[Task to complete]
Rewrite the lines below, changing every "Query" to "Target" and leaving everything else the same. Omit the pictures from your answer.

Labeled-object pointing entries
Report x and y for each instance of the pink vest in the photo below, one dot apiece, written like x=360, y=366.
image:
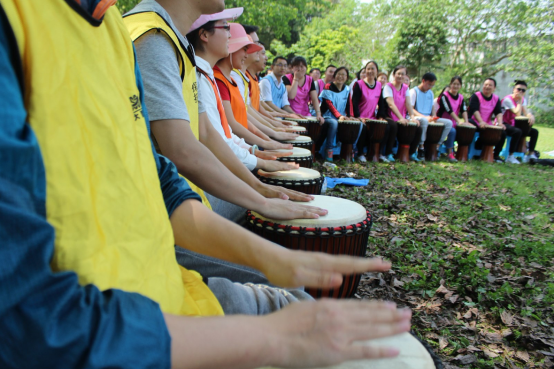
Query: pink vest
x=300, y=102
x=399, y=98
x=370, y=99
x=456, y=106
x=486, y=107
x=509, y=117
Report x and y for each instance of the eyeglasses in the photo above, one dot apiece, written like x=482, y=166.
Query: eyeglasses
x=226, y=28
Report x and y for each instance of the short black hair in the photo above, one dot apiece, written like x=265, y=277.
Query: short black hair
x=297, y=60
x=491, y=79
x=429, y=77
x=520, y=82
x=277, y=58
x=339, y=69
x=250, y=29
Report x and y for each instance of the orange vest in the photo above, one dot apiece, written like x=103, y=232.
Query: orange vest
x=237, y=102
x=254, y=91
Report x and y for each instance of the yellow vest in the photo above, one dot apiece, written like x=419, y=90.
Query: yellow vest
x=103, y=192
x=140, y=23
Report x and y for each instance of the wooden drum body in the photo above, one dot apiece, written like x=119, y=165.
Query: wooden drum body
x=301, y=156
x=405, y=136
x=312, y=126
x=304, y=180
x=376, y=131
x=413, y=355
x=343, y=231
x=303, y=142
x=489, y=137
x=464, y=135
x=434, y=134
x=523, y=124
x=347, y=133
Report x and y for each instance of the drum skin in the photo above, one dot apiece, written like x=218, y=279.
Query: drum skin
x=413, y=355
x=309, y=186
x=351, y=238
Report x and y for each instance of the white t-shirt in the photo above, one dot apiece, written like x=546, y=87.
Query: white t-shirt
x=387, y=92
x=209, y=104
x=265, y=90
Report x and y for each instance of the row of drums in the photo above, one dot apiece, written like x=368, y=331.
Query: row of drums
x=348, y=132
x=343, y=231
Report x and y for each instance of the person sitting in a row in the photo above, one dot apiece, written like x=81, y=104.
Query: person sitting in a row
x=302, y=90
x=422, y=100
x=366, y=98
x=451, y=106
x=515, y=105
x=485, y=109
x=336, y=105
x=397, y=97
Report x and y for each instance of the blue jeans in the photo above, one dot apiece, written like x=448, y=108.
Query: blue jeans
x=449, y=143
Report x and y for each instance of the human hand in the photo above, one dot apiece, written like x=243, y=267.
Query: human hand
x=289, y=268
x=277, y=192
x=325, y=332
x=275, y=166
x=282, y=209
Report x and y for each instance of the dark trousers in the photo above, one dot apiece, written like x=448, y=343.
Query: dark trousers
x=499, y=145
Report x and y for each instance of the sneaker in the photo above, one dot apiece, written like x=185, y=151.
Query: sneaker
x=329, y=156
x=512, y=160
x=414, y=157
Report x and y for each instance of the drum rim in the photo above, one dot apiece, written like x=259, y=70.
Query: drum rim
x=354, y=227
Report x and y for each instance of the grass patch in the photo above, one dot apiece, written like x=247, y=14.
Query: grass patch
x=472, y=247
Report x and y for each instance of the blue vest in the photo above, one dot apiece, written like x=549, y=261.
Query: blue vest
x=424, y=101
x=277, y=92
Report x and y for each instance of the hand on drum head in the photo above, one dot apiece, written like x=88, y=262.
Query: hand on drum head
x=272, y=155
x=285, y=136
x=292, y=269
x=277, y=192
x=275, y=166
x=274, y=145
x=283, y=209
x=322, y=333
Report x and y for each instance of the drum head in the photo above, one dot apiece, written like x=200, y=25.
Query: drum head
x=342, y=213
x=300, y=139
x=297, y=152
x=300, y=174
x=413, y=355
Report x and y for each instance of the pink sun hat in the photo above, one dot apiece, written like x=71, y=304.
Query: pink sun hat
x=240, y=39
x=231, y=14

[The response]
Report x and y for each instance of the pink vest in the photo below, one dot apiece, written like x=360, y=366.
image:
Target: pink vest
x=300, y=102
x=399, y=98
x=370, y=99
x=456, y=106
x=486, y=107
x=509, y=117
Report x and y for each instance of the eyeglasses in the photo above, one dot apiece, written like x=482, y=166.
Target: eyeglasses
x=226, y=28
Report x and y for each instance of the short black hair in the photo above, one dot apiece, written like x=265, y=277.
Target: short black hair
x=297, y=60
x=491, y=79
x=429, y=77
x=520, y=82
x=277, y=58
x=339, y=69
x=250, y=29
Report x and y for each instance of the orange vest in the photo above, one dot apiece, written like x=103, y=232.
Target: orange vest
x=237, y=102
x=254, y=91
Report x and y for each instance of the yellow vest in the photo above, one dot apiece, written like x=419, y=90.
Target: yellow vest
x=103, y=192
x=140, y=23
Report x and y for each instance of the wooden drum body in the photo above, one dot apiece, written like x=119, y=165.
Target: wooden drum body
x=301, y=156
x=405, y=136
x=312, y=126
x=304, y=180
x=376, y=131
x=413, y=355
x=343, y=231
x=303, y=142
x=489, y=137
x=464, y=135
x=434, y=134
x=523, y=124
x=347, y=133
Report x and y for each instance of the drum skin in the photo above, one dot apiece, written like x=218, y=279.
Target: drum skin
x=413, y=355
x=309, y=186
x=351, y=238
Report x and y for each instance of the white t-shirt in the photo above, one dot apiece, written like x=546, y=87.
Target: white t-shirt
x=387, y=92
x=209, y=104
x=265, y=90
Report x and y for each instance of the row of drums in the photo above, one dot apiece, written like x=368, y=331.
Target: row of drums
x=348, y=132
x=343, y=231
Report x and y for each instance of the person sitting in a row in the photo above, one dot apiece, written like x=81, y=104.
Target: person sitting in a row
x=302, y=90
x=422, y=100
x=366, y=98
x=451, y=106
x=515, y=105
x=485, y=109
x=336, y=105
x=397, y=97
Report x and y for each instance of the blue jeans in the photo above, one dot apiece, written like x=448, y=108.
Target: blue jeans
x=449, y=143
Report x and y for each instance of the human hand in the photo above, one dot apiece, written like x=243, y=267.
Target: human hand
x=289, y=268
x=277, y=192
x=325, y=332
x=275, y=166
x=282, y=209
Report x and y for each instance of the dark trousers in the photo above, one dot apiece, written like x=448, y=343.
Target: dark trousers
x=499, y=145
Report x and y for each instance of the sneaker in the photo above, one dot apiece, written like x=185, y=151.
Target: sneaker
x=329, y=156
x=512, y=160
x=414, y=157
Report x and y for each instance of the drum rim in the photo above, one dot apiece, written like x=259, y=70.
Target: drum rim
x=354, y=227
Report x and y for each instance of the grass patch in the photo above, one dot apiece, written like x=247, y=14.
Target: grass patch
x=472, y=247
Report x and y for each instance of the blue vest in the photo above, one dot apiece, written like x=549, y=261.
Target: blue vest
x=424, y=101
x=277, y=92
Report x and y for each instance of the hand on drum head in the photo above, one dot apiece, written like x=88, y=262.
Target: hand on drum head
x=272, y=155
x=285, y=136
x=292, y=269
x=277, y=192
x=275, y=166
x=274, y=145
x=283, y=209
x=322, y=333
Report x and y for each instance of the drum head in the photo above, one dot apiece, written like x=200, y=25.
Target: drum head
x=342, y=213
x=300, y=139
x=297, y=152
x=300, y=174
x=413, y=355
Report x and y for each instance of the pink sun hat in the photo above, one dot apiece, written like x=71, y=304.
Target: pink sun hat
x=240, y=39
x=231, y=14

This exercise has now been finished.